**DATA RECORDS**
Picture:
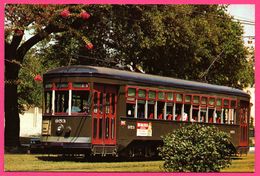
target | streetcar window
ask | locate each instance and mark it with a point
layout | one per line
(170, 96)
(226, 116)
(211, 101)
(186, 113)
(179, 97)
(210, 115)
(160, 110)
(218, 116)
(187, 98)
(107, 128)
(80, 85)
(48, 101)
(233, 104)
(101, 103)
(232, 113)
(107, 103)
(203, 100)
(226, 103)
(61, 101)
(79, 101)
(112, 128)
(152, 94)
(195, 115)
(95, 128)
(140, 108)
(113, 103)
(48, 86)
(161, 95)
(203, 115)
(131, 92)
(196, 99)
(95, 102)
(61, 85)
(151, 109)
(100, 128)
(130, 110)
(169, 111)
(219, 102)
(141, 93)
(178, 110)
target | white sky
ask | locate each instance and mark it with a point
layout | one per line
(244, 12)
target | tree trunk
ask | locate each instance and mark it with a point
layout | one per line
(12, 120)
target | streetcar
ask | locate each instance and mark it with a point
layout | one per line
(103, 111)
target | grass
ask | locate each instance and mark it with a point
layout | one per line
(25, 162)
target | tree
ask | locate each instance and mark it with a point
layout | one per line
(196, 148)
(179, 41)
(41, 21)
(195, 42)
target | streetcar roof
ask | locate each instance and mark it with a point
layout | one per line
(103, 72)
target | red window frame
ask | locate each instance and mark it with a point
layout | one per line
(226, 106)
(137, 94)
(219, 106)
(214, 104)
(175, 97)
(152, 90)
(126, 94)
(62, 88)
(184, 99)
(203, 105)
(164, 96)
(196, 104)
(236, 102)
(79, 88)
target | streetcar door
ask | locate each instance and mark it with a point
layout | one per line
(243, 117)
(104, 115)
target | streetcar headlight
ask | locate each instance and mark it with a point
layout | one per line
(67, 131)
(59, 129)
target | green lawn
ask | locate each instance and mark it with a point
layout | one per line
(25, 162)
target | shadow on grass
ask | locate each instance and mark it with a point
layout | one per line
(82, 158)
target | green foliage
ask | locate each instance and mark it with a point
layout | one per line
(30, 91)
(196, 148)
(179, 41)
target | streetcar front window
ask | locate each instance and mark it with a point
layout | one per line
(48, 101)
(61, 101)
(80, 102)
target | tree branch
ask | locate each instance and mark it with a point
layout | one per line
(16, 41)
(37, 38)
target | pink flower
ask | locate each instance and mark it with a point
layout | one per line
(84, 15)
(18, 32)
(89, 46)
(65, 13)
(38, 78)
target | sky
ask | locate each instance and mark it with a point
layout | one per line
(244, 12)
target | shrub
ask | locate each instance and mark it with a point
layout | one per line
(196, 148)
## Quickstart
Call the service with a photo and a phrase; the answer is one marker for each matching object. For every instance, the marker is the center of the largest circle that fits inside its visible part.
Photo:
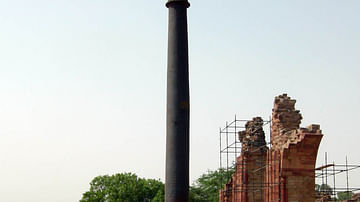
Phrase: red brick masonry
(286, 171)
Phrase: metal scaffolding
(230, 149)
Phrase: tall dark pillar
(177, 109)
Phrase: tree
(124, 187)
(342, 196)
(207, 187)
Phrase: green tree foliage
(344, 195)
(207, 187)
(124, 187)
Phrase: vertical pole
(221, 171)
(334, 189)
(178, 107)
(326, 168)
(227, 153)
(347, 178)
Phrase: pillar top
(185, 2)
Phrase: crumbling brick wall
(288, 172)
(247, 181)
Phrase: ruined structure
(283, 172)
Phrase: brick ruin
(284, 172)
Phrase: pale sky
(83, 82)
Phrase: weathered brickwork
(285, 172)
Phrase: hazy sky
(83, 82)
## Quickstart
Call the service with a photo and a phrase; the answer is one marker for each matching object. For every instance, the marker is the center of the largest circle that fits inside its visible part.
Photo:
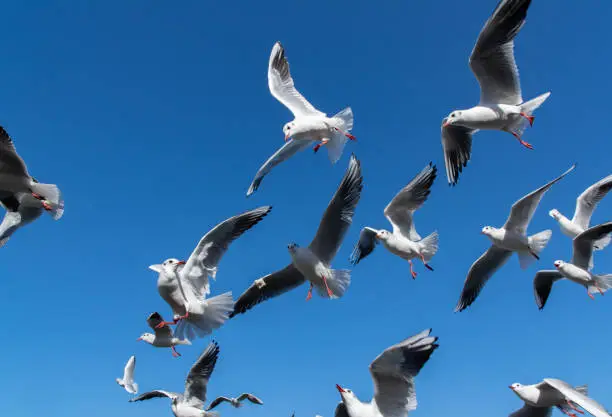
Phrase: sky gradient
(153, 117)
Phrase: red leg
(414, 274)
(521, 141)
(309, 296)
(329, 293)
(528, 117)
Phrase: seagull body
(501, 104)
(404, 241)
(162, 336)
(127, 382)
(578, 270)
(313, 264)
(309, 125)
(235, 402)
(191, 403)
(540, 398)
(15, 179)
(393, 373)
(510, 238)
(585, 206)
(185, 285)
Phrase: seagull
(393, 372)
(585, 206)
(309, 124)
(14, 178)
(21, 209)
(163, 336)
(501, 104)
(511, 237)
(127, 381)
(185, 285)
(313, 263)
(404, 241)
(578, 270)
(191, 403)
(236, 402)
(540, 398)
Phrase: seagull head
(383, 235)
(146, 337)
(289, 130)
(554, 213)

**PROBLEM STATEMENT**
Make an exact copy of the listing. Leave its pictures out.

**YOUR SOLUTION**
Picture:
target | streetcar window
ask | locate each instance and mark it with a point
layout | one per line
(170, 96)
(226, 116)
(211, 101)
(186, 113)
(179, 97)
(210, 115)
(160, 110)
(218, 116)
(187, 98)
(107, 128)
(80, 85)
(48, 101)
(233, 104)
(101, 103)
(232, 113)
(107, 103)
(203, 100)
(226, 103)
(61, 101)
(79, 101)
(112, 128)
(152, 94)
(195, 115)
(95, 128)
(140, 108)
(113, 103)
(48, 86)
(161, 95)
(203, 115)
(131, 92)
(196, 99)
(95, 102)
(61, 85)
(151, 109)
(100, 128)
(130, 110)
(169, 111)
(219, 102)
(141, 93)
(178, 110)
target | white sky
ask | locate each instance and mark it with a point
layout | one per line
(244, 12)
target | tree trunk
ask | locate each instance and mark it with a point
layout | one per line
(12, 120)
target | streetcar
ask | locate each instance and mark it with a point
layout | one per line
(103, 111)
target | grass
ask | locate each instance and mark it with a point
layout | one per line
(25, 162)
target | tree
ask | locate each instance and mark it with a point
layout | one per line
(196, 148)
(179, 41)
(41, 21)
(195, 42)
target | streetcar roof
ask | locate each instance and mark it with a point
layout | one per line
(103, 72)
target | red window frame
ask | locate each instance and mark it with a point
layout | one per line
(226, 106)
(137, 94)
(219, 106)
(214, 104)
(175, 97)
(152, 90)
(126, 94)
(62, 88)
(184, 99)
(203, 105)
(164, 96)
(196, 104)
(236, 102)
(79, 88)
target | streetcar door
ask | locate each instance and mark it with a point
layout | one per line
(243, 117)
(104, 115)
target | streetcar headlight
ask | locate each instance and mark it with a point
layout | one per line
(67, 131)
(59, 129)
target | green lawn
ask | locate each instance and mark it with a point
layout | one per line
(25, 162)
target | shadow on grass
ask | locate each instance and mark it with a point
layout | one per line
(82, 158)
target | green foliage
ask | locate each instance and mark it with a point
layout | one per line
(30, 91)
(196, 148)
(179, 41)
target | streetcar front window
ask | locate each instance and mark it with a point
layout | one per line
(48, 101)
(61, 101)
(80, 102)
target | tree branch
ask | locate each instance and mark it with a point
layout | one per line
(16, 41)
(37, 38)
target | pink flower
ask | locate each instance and mark it with a point
layout | one per line
(84, 15)
(18, 32)
(89, 46)
(65, 13)
(38, 78)
target | sky
ask | locate each instance and mark it with a point
layout | one per line
(244, 12)
target | shrub
ask | locate each instance and mark it with a point
layout | one per line
(196, 148)
## Quickstart
Call the service with a photo and a phrase; the answer is one marker for each matching object. For every instance, the marker is the center of the largest circle that fits inside its visible part.
Photo:
Phrase: red brick masonry
(286, 171)
Phrase: metal scaffolding
(230, 149)
Phrase: tall dark pillar
(177, 109)
Phrase: tree
(124, 187)
(342, 196)
(207, 187)
Phrase: green tree foliage
(344, 195)
(207, 187)
(124, 187)
Phrase: vertical pole
(221, 171)
(334, 189)
(178, 107)
(326, 168)
(227, 153)
(347, 178)
Phrase: pillar top
(185, 2)
Phrase: crumbling brick wall
(288, 172)
(247, 181)
Phrase: ruined structure
(283, 172)
Phrase: brick ruin
(284, 172)
Phrase: pale sky
(83, 82)
Phrase: weathered brickwork
(285, 172)
Phrase: hazy sky
(83, 82)
## Quickstart
Call the service with a photo and a phrase; the answer is one marker for each matching object. For every instance, the marker is the center of the largest circle that fits inside its visible part.
Photo:
Phrase: sky gradient
(153, 117)
Phrase: red leg
(414, 274)
(521, 141)
(309, 296)
(329, 293)
(528, 117)
Phrase: seagull body
(501, 104)
(404, 241)
(162, 336)
(127, 382)
(578, 270)
(313, 264)
(309, 125)
(235, 402)
(191, 403)
(540, 398)
(15, 179)
(393, 373)
(510, 238)
(585, 206)
(185, 285)
Phrase: seagull
(393, 372)
(585, 206)
(309, 124)
(14, 178)
(21, 209)
(163, 336)
(501, 104)
(511, 237)
(127, 381)
(185, 285)
(313, 263)
(404, 241)
(578, 270)
(191, 403)
(236, 402)
(540, 398)
Phrase: seagull head
(383, 235)
(146, 337)
(289, 130)
(554, 213)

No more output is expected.